PAGE EXTRACT:
───
On Friday the 12th May 2017, the WannaCry ransomware attack started. A worldwide cyberattack which targeted computers running Microsoft Windows operating systems by encrypting data and demanding ransom payments in Bitcoin.
 
Ransomware Trojans have been around for a while now and I can’t deny that they have given me sleepless nights. A virus that can bypass most antivirus filters and encrypt a company’s data. When you run a managed service support company that doesn’t charge for clean-up work if a client gets infected, it means that if we slip up and it gets in, it’s us who will be running around trying to recover the situation (whilst trying not to lose the client!).
 
Then again that is exactly why clients hire us. We look after their security patching, their Anti-Virus and their security, so our clients expect us to make sure these things are up to date and secure. If we get it wrong it’s only fair it becomes our issue, not the clients.
 
Historically though, ransomware is spread slowly by malicious emails. It is able to bypass security software because it’s the user who opens the email attachment, and so the user inadvertently gives it permission to start encrypting. As the user has granted permission it is not picked up as a virus.
 
I won’t go into exactly why WannaCry was different, but rest assured it was. At its simplest form, WannaCry spread by using a vulnerability in Windows Operating Systems, rather than via email. Any machine that had this vulnerability could be infected and there were many vulnerable devices, especially at the NHS!
───
(Stored records)
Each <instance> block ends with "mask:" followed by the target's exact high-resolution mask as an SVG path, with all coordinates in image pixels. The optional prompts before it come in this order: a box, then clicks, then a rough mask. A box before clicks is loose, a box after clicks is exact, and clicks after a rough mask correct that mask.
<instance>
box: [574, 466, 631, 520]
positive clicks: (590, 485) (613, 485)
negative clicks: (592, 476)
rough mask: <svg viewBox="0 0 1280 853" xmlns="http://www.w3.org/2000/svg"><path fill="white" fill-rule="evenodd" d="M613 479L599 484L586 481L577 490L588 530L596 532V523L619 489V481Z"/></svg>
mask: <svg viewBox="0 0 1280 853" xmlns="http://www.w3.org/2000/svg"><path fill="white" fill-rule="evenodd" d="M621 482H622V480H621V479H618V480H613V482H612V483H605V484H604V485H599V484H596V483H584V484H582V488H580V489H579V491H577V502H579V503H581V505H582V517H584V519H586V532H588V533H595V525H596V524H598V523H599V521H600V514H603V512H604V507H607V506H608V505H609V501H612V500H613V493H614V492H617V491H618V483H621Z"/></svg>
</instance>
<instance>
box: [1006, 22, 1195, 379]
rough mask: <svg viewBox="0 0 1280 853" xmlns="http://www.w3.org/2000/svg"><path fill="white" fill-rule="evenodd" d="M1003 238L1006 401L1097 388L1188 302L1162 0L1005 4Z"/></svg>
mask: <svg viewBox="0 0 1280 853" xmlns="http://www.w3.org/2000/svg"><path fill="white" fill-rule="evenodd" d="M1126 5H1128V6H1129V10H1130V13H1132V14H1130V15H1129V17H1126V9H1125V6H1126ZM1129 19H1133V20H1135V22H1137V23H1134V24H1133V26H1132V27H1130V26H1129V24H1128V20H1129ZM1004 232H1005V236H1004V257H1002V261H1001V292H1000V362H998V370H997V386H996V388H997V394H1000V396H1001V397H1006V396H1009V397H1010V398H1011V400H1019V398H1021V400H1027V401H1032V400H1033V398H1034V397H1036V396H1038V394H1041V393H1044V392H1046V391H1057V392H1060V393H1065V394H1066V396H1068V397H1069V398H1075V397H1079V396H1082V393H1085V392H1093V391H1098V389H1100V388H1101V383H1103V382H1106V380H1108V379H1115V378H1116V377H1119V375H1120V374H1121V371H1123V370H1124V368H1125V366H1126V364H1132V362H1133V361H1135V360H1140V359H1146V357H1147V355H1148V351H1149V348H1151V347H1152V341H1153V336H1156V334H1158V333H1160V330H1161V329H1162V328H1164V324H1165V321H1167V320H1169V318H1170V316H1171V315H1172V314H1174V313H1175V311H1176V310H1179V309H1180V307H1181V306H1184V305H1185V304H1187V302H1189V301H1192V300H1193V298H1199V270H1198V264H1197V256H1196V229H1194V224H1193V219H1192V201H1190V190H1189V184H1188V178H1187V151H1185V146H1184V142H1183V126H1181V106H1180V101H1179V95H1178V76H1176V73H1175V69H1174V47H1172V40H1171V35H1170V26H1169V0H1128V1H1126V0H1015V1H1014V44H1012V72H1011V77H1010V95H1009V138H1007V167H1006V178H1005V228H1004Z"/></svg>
───
WHAT NEEDS TO BE DONE: According to the WannaCry passage, how did WannaCry spread, unlike earlier ransomware?

ANSWER BOX: It spread by using a vulnerability in Windows operating systems rather than via email.